Can you reproduce, word for word, the lines of the listing below from the line containing "489, row 357." up to and including the line containing "column 477, row 591", and nothing else?

## Exercise data

___

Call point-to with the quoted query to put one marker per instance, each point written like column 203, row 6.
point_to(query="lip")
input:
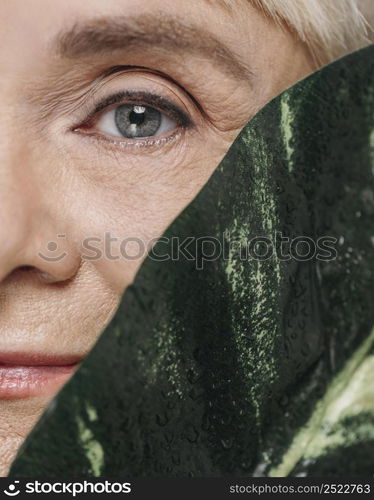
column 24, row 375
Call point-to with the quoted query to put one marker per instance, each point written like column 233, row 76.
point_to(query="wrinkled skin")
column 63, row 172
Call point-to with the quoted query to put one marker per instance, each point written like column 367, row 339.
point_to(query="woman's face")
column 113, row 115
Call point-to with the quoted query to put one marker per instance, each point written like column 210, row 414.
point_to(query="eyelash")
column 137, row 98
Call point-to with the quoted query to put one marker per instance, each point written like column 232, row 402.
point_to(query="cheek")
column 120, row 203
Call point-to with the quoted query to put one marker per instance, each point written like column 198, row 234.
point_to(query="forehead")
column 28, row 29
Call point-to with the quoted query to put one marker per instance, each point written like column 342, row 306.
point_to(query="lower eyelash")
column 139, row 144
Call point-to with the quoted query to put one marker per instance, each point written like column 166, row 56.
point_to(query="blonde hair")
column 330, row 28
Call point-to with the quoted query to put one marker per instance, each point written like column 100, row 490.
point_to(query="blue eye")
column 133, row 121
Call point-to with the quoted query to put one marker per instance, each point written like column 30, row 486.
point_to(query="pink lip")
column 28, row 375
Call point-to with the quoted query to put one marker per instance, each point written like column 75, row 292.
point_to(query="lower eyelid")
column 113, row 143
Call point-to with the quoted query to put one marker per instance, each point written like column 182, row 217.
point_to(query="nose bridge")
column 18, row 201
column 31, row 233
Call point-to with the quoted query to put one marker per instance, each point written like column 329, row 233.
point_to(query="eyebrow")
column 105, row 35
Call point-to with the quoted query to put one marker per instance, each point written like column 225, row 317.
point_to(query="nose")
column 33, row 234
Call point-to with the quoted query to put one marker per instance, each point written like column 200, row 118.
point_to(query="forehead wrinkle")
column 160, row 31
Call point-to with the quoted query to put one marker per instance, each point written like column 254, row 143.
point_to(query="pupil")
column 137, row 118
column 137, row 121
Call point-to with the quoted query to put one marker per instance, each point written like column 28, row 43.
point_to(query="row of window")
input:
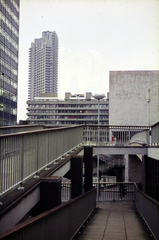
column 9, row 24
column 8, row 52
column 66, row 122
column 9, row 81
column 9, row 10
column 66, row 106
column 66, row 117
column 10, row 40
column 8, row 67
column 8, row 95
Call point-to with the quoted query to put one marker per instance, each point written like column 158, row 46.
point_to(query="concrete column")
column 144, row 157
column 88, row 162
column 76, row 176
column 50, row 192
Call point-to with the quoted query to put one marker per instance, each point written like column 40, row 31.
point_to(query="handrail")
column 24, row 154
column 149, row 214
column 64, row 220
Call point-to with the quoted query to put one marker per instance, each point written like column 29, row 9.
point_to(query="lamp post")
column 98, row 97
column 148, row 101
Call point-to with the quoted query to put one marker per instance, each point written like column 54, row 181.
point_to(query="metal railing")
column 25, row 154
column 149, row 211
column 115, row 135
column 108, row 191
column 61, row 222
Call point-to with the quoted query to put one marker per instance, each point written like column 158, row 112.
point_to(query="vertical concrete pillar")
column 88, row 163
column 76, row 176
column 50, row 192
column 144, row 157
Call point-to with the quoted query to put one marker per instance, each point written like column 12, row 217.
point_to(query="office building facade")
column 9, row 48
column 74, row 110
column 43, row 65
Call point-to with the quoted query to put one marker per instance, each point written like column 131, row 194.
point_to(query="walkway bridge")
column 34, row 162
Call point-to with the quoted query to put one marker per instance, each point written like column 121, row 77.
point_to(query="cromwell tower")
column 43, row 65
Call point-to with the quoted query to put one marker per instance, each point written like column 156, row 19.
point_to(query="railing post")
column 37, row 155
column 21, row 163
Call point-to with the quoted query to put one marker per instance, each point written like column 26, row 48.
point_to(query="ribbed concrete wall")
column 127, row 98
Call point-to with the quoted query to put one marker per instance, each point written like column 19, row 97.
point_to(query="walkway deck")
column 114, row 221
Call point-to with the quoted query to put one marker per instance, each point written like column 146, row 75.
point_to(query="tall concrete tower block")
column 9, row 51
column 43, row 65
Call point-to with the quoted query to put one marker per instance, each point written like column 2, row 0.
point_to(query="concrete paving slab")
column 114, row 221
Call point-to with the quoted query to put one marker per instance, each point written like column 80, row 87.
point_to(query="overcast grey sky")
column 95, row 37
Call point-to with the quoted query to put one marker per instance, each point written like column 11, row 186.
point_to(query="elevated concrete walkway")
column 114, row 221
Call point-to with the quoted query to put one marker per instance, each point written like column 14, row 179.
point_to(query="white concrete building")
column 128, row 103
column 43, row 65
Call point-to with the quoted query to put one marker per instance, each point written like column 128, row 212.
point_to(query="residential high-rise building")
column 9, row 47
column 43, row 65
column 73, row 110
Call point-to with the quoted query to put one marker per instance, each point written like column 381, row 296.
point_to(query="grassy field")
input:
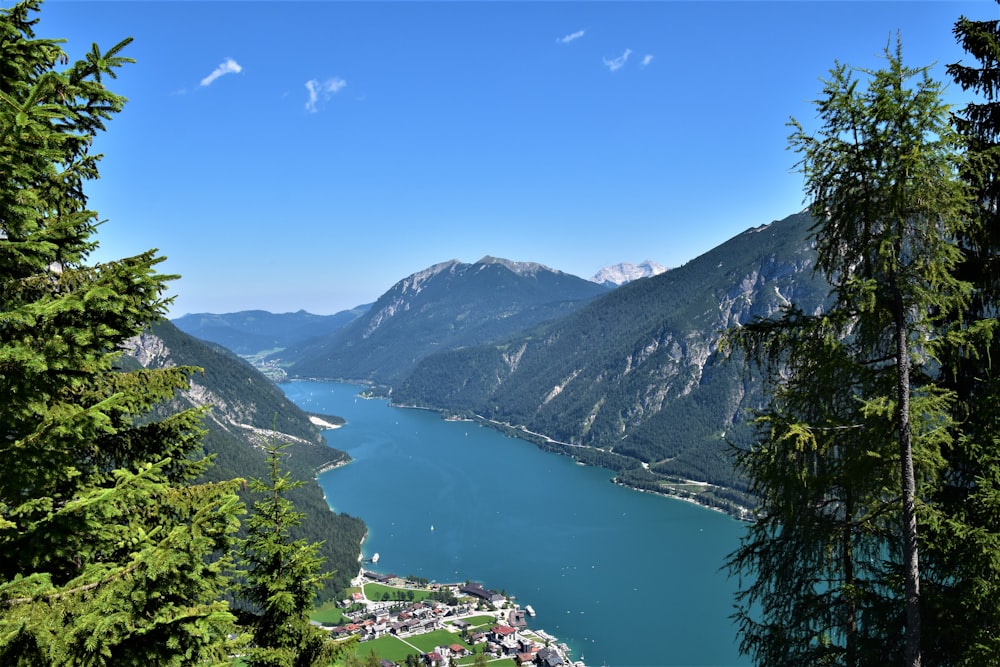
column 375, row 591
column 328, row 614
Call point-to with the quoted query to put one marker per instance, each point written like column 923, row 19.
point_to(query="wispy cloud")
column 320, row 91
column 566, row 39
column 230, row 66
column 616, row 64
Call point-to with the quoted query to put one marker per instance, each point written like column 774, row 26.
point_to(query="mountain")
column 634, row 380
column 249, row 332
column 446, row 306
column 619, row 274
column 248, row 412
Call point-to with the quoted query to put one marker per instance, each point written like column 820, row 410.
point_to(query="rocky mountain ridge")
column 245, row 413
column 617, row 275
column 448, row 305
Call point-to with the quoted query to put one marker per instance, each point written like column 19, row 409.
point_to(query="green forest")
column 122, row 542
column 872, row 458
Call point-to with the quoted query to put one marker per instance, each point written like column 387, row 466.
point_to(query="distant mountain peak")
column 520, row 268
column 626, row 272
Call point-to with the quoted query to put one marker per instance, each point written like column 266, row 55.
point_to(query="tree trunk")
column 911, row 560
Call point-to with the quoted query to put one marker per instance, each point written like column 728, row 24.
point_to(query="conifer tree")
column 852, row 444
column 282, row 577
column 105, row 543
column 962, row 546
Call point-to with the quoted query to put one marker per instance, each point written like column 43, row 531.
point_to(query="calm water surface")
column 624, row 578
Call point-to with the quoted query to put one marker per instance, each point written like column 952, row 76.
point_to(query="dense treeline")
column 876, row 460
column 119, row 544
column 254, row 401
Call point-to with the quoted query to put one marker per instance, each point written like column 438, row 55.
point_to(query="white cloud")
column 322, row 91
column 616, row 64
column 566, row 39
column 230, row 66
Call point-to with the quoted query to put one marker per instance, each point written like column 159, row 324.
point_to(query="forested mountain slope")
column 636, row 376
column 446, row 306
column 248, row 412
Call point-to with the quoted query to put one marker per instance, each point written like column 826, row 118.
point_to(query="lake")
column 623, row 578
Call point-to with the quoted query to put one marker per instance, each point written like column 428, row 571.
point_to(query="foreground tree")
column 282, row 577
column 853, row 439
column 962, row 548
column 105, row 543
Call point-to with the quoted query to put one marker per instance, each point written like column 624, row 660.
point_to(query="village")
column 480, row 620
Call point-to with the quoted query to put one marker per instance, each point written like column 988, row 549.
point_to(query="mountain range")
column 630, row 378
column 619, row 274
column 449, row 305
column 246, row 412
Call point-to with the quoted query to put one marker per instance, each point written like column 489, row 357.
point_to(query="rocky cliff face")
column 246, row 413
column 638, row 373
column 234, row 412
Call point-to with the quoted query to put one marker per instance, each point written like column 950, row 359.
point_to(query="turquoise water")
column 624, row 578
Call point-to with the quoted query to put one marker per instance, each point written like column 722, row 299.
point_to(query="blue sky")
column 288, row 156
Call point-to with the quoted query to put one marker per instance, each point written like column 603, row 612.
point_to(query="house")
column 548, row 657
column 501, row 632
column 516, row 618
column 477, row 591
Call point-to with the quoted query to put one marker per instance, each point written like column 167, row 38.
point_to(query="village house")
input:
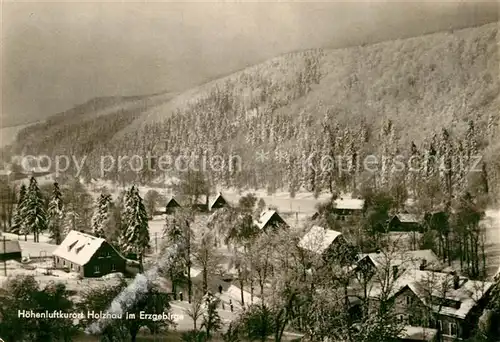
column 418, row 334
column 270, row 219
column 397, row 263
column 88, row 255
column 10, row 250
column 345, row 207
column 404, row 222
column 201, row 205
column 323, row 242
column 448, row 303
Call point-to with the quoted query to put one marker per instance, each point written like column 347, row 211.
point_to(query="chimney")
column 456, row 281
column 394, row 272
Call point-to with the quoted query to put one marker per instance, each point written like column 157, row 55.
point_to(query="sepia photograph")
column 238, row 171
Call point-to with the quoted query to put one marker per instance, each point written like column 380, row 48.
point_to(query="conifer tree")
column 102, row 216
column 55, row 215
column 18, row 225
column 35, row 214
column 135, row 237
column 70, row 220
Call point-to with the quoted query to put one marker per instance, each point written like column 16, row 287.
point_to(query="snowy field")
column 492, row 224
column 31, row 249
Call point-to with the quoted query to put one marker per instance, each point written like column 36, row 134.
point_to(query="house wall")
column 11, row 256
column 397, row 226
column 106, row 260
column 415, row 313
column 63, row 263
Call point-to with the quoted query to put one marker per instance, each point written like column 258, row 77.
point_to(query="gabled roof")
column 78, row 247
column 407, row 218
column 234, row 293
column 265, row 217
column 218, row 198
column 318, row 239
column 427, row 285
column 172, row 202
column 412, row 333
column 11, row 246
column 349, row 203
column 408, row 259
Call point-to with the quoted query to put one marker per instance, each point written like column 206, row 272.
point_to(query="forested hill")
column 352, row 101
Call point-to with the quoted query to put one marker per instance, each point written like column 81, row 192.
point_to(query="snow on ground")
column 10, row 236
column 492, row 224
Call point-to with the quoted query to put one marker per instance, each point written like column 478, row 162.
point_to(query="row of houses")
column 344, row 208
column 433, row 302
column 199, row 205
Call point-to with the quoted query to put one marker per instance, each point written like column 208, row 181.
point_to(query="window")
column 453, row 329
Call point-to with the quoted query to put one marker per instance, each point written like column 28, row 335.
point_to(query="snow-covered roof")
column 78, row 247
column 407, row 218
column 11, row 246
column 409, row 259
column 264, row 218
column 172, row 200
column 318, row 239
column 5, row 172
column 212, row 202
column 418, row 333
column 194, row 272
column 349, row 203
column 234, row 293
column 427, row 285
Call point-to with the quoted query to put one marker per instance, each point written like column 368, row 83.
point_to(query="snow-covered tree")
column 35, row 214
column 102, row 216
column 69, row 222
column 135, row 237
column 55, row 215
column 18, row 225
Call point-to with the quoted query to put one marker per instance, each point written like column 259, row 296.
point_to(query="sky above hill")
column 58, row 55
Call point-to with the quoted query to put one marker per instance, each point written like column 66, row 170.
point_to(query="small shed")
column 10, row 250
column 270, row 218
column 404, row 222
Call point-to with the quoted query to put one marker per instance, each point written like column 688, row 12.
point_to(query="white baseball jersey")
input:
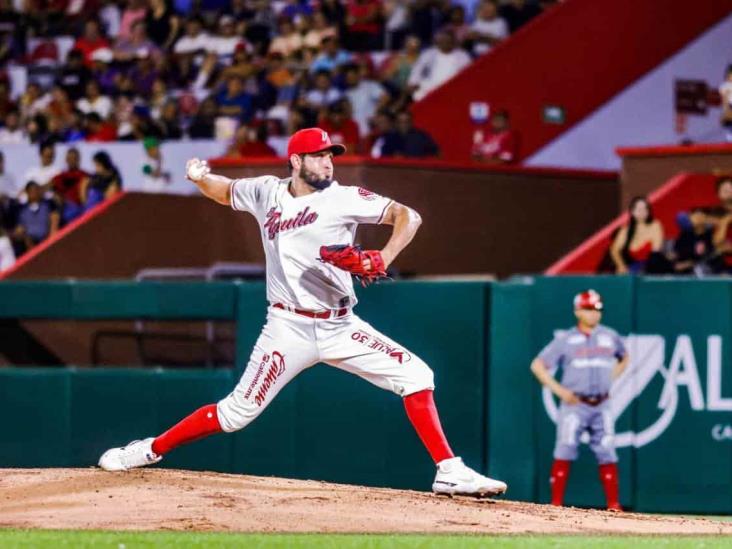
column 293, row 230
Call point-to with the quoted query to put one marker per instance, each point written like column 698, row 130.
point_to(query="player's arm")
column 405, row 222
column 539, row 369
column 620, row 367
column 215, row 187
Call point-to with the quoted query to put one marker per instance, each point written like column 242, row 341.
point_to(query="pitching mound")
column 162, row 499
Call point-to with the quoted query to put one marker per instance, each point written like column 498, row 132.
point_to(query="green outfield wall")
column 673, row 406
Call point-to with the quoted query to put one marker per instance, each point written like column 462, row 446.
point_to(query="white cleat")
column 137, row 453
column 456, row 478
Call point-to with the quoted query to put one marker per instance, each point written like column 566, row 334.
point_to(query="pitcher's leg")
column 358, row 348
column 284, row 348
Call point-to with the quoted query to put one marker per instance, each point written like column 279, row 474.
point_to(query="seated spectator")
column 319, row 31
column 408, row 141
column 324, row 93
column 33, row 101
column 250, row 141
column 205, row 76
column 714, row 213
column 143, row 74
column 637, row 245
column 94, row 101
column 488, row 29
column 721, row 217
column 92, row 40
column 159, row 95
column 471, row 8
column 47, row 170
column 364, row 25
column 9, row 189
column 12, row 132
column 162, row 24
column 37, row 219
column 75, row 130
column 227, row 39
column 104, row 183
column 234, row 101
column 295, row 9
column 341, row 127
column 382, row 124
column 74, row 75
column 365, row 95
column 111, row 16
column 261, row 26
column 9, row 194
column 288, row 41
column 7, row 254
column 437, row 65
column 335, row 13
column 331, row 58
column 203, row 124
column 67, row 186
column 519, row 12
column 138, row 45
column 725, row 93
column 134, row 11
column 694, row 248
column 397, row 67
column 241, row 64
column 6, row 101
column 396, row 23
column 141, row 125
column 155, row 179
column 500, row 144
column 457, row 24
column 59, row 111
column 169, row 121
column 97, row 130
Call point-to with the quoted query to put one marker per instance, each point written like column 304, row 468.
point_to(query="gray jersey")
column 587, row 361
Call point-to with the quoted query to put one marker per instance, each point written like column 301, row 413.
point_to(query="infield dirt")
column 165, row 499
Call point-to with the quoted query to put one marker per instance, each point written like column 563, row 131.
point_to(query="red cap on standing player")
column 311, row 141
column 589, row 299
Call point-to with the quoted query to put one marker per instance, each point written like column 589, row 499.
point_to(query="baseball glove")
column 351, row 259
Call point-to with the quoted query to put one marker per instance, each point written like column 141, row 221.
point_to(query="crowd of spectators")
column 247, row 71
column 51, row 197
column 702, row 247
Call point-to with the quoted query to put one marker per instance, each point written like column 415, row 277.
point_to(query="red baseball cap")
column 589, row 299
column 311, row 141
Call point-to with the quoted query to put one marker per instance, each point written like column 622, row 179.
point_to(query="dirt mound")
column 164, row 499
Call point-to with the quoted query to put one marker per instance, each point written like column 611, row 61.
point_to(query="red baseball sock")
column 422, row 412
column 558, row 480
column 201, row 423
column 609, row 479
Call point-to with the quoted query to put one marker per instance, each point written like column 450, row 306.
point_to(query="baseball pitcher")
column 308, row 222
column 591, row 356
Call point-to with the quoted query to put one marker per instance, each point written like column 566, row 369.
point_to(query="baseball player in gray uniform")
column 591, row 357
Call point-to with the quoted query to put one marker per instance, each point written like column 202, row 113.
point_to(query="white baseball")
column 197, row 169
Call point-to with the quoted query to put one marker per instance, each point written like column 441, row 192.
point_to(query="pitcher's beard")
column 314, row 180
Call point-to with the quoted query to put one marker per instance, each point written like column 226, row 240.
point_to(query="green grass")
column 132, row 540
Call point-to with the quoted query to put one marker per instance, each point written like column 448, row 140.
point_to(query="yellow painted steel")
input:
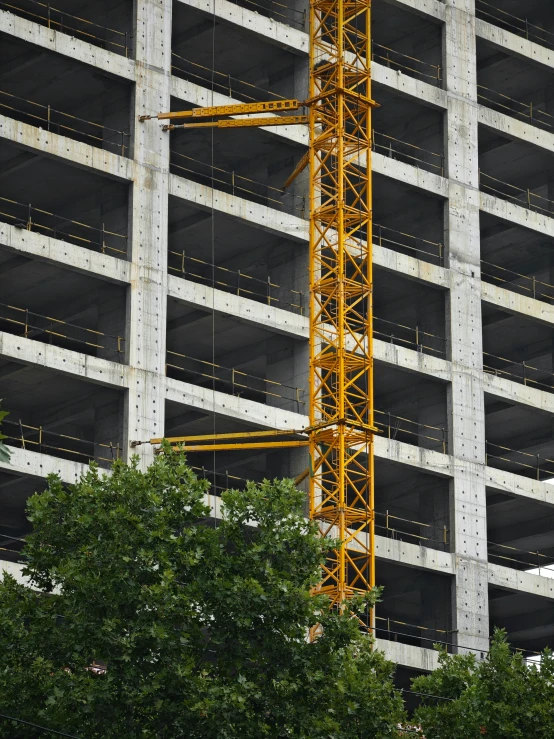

___

## Answer to the task
Call point-to with the quoted query to put one marker per instance, each point written like column 489, row 357.
point_to(query="rocky cliff face")
column 246, row 413
column 638, row 373
column 234, row 412
Call point-to with the quoted query to put one marker per instance, each point written like column 950, row 359.
point_to(query="turquoise water")
column 624, row 578
Call point-to with the quoted query to put one marker per instance, each point written like column 722, row 299.
point_to(query="blue sky")
column 288, row 156
Call point-to with the quoted query to put one marker per instance, each point written like column 603, row 612.
point_to(query="house")
column 548, row 657
column 501, row 632
column 516, row 618
column 477, row 591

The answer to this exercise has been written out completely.